== Exercise brief ==
Transcribe the data that follows, exactly and in full.

..........

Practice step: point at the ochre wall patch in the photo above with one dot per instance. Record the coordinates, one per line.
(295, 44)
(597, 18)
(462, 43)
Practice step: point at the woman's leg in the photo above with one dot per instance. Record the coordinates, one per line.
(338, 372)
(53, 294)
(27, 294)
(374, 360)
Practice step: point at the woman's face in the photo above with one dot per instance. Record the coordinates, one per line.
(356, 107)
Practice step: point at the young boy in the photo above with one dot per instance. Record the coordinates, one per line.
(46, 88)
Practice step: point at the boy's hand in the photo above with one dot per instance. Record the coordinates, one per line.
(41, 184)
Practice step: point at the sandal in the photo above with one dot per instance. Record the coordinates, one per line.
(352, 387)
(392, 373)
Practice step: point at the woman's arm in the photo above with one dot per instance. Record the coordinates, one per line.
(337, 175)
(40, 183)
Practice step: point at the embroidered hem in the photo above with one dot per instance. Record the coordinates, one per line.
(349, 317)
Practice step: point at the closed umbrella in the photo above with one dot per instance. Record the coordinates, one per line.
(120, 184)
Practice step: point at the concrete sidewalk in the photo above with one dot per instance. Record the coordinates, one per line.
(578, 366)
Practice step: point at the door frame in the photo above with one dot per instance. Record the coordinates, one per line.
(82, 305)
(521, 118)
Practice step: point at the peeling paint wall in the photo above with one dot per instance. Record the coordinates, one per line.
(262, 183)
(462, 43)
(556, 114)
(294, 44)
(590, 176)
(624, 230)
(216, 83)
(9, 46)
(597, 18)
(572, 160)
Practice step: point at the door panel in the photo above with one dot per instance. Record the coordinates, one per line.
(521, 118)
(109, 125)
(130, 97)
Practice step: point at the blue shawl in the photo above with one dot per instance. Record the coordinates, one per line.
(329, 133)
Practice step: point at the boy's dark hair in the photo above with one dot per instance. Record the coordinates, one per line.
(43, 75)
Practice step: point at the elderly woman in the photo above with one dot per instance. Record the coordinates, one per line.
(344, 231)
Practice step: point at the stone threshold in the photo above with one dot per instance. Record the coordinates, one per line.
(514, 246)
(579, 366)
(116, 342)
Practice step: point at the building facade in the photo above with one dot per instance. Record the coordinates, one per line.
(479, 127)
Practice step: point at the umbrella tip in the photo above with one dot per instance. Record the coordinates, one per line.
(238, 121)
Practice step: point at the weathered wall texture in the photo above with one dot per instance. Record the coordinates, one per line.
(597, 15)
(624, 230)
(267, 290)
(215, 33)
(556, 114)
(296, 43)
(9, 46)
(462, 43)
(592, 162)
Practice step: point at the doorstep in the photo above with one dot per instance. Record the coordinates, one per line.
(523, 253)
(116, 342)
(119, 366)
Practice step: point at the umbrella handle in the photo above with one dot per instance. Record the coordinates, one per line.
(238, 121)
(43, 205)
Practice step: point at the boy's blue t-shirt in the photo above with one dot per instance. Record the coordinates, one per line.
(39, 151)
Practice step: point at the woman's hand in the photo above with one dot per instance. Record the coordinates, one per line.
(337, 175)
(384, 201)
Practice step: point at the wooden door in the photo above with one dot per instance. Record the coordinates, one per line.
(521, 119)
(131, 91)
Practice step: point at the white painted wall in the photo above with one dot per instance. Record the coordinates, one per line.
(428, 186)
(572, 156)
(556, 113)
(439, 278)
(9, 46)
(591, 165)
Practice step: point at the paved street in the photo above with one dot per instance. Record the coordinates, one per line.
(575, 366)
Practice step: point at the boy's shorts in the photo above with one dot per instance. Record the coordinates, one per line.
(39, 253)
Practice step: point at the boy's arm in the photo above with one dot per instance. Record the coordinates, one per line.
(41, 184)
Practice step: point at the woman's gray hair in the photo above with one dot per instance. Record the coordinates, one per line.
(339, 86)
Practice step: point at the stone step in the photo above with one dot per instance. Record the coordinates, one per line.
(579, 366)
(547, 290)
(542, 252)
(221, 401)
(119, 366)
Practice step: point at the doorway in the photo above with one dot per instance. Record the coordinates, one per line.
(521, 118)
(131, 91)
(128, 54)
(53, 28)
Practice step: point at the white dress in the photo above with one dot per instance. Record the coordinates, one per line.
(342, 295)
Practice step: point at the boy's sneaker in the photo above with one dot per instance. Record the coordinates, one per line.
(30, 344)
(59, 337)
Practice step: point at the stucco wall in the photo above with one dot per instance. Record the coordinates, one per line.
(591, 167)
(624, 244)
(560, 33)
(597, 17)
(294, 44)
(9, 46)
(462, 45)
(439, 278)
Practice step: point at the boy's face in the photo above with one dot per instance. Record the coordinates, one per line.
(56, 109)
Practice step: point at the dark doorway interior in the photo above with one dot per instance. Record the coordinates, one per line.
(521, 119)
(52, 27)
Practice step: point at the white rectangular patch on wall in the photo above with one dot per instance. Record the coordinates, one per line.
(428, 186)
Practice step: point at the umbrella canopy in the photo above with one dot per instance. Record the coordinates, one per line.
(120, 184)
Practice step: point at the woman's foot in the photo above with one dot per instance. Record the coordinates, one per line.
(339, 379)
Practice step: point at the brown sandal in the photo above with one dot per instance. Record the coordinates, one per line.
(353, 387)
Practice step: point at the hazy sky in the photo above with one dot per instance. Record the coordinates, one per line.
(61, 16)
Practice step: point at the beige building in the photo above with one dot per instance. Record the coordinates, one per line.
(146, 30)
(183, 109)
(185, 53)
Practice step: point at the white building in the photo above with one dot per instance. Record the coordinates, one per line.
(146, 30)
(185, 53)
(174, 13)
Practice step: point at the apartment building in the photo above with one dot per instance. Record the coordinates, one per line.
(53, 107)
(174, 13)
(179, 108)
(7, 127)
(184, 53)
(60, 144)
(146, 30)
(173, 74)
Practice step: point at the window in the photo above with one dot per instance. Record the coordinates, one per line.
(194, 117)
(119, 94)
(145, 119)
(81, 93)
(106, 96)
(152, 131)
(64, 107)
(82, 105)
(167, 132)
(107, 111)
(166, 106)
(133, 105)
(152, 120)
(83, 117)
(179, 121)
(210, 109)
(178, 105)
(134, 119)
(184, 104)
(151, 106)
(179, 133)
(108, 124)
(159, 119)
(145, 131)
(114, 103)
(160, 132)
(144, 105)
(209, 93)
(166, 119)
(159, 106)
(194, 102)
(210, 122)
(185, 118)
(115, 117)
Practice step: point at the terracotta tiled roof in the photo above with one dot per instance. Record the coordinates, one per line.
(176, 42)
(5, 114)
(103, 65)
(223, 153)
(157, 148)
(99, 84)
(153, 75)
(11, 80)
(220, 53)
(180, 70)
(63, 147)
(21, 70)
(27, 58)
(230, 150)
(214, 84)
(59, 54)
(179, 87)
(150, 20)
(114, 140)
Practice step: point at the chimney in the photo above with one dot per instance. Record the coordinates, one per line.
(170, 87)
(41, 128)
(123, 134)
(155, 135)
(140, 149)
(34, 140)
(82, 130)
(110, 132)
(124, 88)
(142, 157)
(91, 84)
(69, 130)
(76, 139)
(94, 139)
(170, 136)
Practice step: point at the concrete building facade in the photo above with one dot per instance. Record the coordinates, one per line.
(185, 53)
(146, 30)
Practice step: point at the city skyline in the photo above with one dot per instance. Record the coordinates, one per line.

..........

== Response for this exercise ==
Practice step: point at the ochre wall patch in the photo above with one dot per instance. Record the coordinates, one per line.
(295, 44)
(597, 18)
(462, 43)
Practice step: point at the woman's leg in the photo above with one dot per instance. Record the coordinates, one per line.
(338, 372)
(53, 294)
(27, 294)
(374, 360)
Practice step: point at the woman's face in the photo above with one dot per instance. Record the coordinates, one per line.
(356, 107)
Practice step: point at the young boy in the photo above with one dot per instance. Record the coordinates, one per line.
(46, 88)
Practice step: point at the boy's hand in the photo above with one dot per instance. Record the coordinates, one per line.
(41, 184)
Practice step: point at the sandal in the photo above with one dot per instance. Record the coordinates, one per line.
(352, 387)
(392, 373)
Practice step: point at the woman's arm in the photo above with one dot per instance. Record the coordinates, one per line.
(337, 175)
(40, 183)
Practice step: point at the embroidered hem in the photo above with one dot per instance. Record the coordinates, one per line.
(349, 317)
Practice step: point at the closed umbrella in the photo above with one dot per instance. Record the coordinates, one per line.
(120, 184)
Practice step: point at the concrete sidewalk in the photo above with one dot per instance. Record the coordinates, one per line.
(578, 366)
Practice step: point at the door frame in the photo above with one dot per instance. Record the coordinates, one per line.
(82, 305)
(521, 118)
Practice step: point at the peeling paint wall in the photo above with one dot per instance. Record the coordinates, one per line.
(262, 183)
(462, 43)
(556, 114)
(294, 44)
(590, 176)
(624, 230)
(216, 83)
(9, 46)
(597, 18)
(572, 160)
Practice step: point at the door panel in the photo above with one dot per instance. Record the coordinates, one per line.
(521, 118)
(109, 125)
(130, 97)
Practice step: point at the blue shawl in the photo above with one dot per instance. Record the coordinates, one per line.
(329, 133)
Practice step: point at the boy's dark hair in the photo above with one dot per instance. Record the coordinates, one per line.
(43, 75)
Practice step: point at the elderly woman in the photo above with one dot per instance. Record the coordinates, one per line.
(344, 231)
Practice step: point at the stone threshold in the photo above with one dot per instance. Record the coordinates, one per line.
(514, 246)
(579, 366)
(116, 342)
Practice step: point at the building facade in the photo above with one dot per instance. Record the coordinates, one per line.
(479, 127)
Practice step: point at the umbrella tip in the photo above with one dot per instance. Record the coordinates, one per line.
(238, 121)
Practice step: point at the weathered wall texture in the photo above with one dot per instance. Record the coordinates, one per line.
(597, 15)
(624, 230)
(267, 290)
(215, 33)
(556, 114)
(296, 43)
(9, 46)
(462, 43)
(592, 162)
Practice step: point at the doorstep in the photo above with one dot per instance. Record the coordinates, one per line.
(523, 253)
(116, 342)
(119, 366)
Practice step: point at the umbrella handle in the photo above with one dot per instance. Record the coordinates, one per line.
(238, 121)
(43, 205)
Practice step: point at the boy's blue t-shirt in the photo above with one dot per instance. Record the coordinates, one per line.
(39, 151)
Practice step: point at the woman's hand in the photo above with one dot per instance. Record the coordinates, one per line.
(337, 175)
(384, 201)
Practice step: point at the wooden door in the photo above with one dot per instance. Record the coordinates, one per line.
(521, 119)
(131, 91)
Practice step: point at the white painted wall in the photo above with one dot per instance. Record the coordinates, one per line.
(428, 186)
(572, 156)
(556, 113)
(439, 278)
(9, 46)
(591, 165)
Practice step: point at the paved street in the photo above with one dot per instance. Record the coordinates, one per line.
(575, 366)
Practice step: point at the boy's shorts in the photo above with one dot per instance. Record the coordinates, one per line.
(39, 253)
Practice step: point at the boy's arm in the photo above with one dot per instance. Record the coordinates, one per line.
(41, 184)
Practice step: point at the woman's gray hair in the photo above with one dot per instance. Record the coordinates, one per line.
(339, 86)
Practice step: point at the stone step in the photo above with one dot per instance. Record the coordinates, one per line.
(579, 366)
(547, 290)
(542, 252)
(221, 401)
(119, 366)
Practice step: point at the doorway in the photo above with one dot per instance. Record the coordinates, one per line.
(521, 118)
(131, 91)
(128, 54)
(53, 28)
Practice step: point at the white dress in the photo above with one dot per instance. Record the coordinates, one per line.
(342, 295)
Practice step: point at the boy's sneaker in the photo above with one dot per instance. Record the coordinates, one per line.
(30, 344)
(59, 337)
Practice step: point at the stucco wall in the photo above with one dot per instance. Record the coordinates, one per line.
(591, 167)
(624, 244)
(560, 33)
(597, 17)
(294, 44)
(9, 46)
(462, 45)
(439, 278)
Practice step: point at the boy's face in the photo above with one dot per instance. Record the coordinates, one per line.
(56, 109)
Practice step: point at the dark doorway interior in the photo above with one dot per instance. Record the coordinates, one per line.
(521, 119)
(52, 27)
Practice step: point at the white rectangular patch on wall in the photo above with one dot per instance. Record the coordinates, one per line.
(428, 186)
Practice step: point at the umbrella canopy in the photo above with one dot per instance. Record the coordinates, one per line.
(120, 184)
Practice step: point at the woman's foot in the photo above with one dot per instance. Record the coordinates, one per line.
(339, 379)
Practice step: point at the brown sandal in the photo above with one dot per instance. Record the coordinates, one per line.
(353, 387)
Practice step: point at the hazy sky in the photo above with one dot per instance. Record the coordinates, one per line.
(61, 16)
Practice step: point at the beige building in the photo above with one dot per instance. Record the coordinates, one per line.
(146, 30)
(183, 109)
(185, 53)
Practice step: point at the white building in the photo above with one dot per instance. Record the coordinates, one per line.
(146, 30)
(185, 53)
(174, 13)
Practice step: point at the apartment building in the photo above with one dot per instance. Record the coordinates, one per line.
(53, 107)
(174, 13)
(179, 108)
(7, 127)
(184, 53)
(60, 144)
(146, 30)
(173, 74)
Practice step: point at the window in the photo above with one dot per instance. Record the coordinates, one per line.
(194, 117)
(119, 94)
(145, 119)
(81, 93)
(106, 96)
(152, 131)
(64, 107)
(82, 105)
(167, 132)
(107, 111)
(166, 106)
(133, 105)
(152, 120)
(83, 117)
(179, 121)
(210, 109)
(178, 105)
(134, 119)
(184, 104)
(151, 106)
(179, 133)
(108, 124)
(159, 119)
(145, 131)
(114, 103)
(160, 132)
(144, 105)
(209, 93)
(166, 119)
(159, 106)
(194, 102)
(210, 122)
(185, 118)
(115, 117)
Practice step: point at the terracotta tiled roof in the photo above with one dot per instance. Record the coordinates, one per line.
(176, 42)
(5, 114)
(103, 65)
(223, 153)
(157, 148)
(99, 84)
(153, 75)
(11, 80)
(220, 53)
(180, 70)
(63, 147)
(21, 70)
(27, 58)
(230, 150)
(214, 84)
(59, 54)
(179, 87)
(150, 20)
(114, 140)
Practice step: point at the chimney in the photo above with one dot per instance. Record the coordinates, one per line.
(170, 87)
(41, 128)
(123, 134)
(155, 135)
(140, 149)
(34, 140)
(82, 130)
(110, 132)
(124, 88)
(142, 157)
(91, 84)
(69, 130)
(76, 139)
(94, 139)
(170, 136)
Practice step: point at the concrete building facade in the photo above with one dot per instance. Record the coordinates, one per line.
(185, 53)
(146, 30)
Practice step: point at the city skyline in the photo above with one dot per instance. Record the coordinates, one per line.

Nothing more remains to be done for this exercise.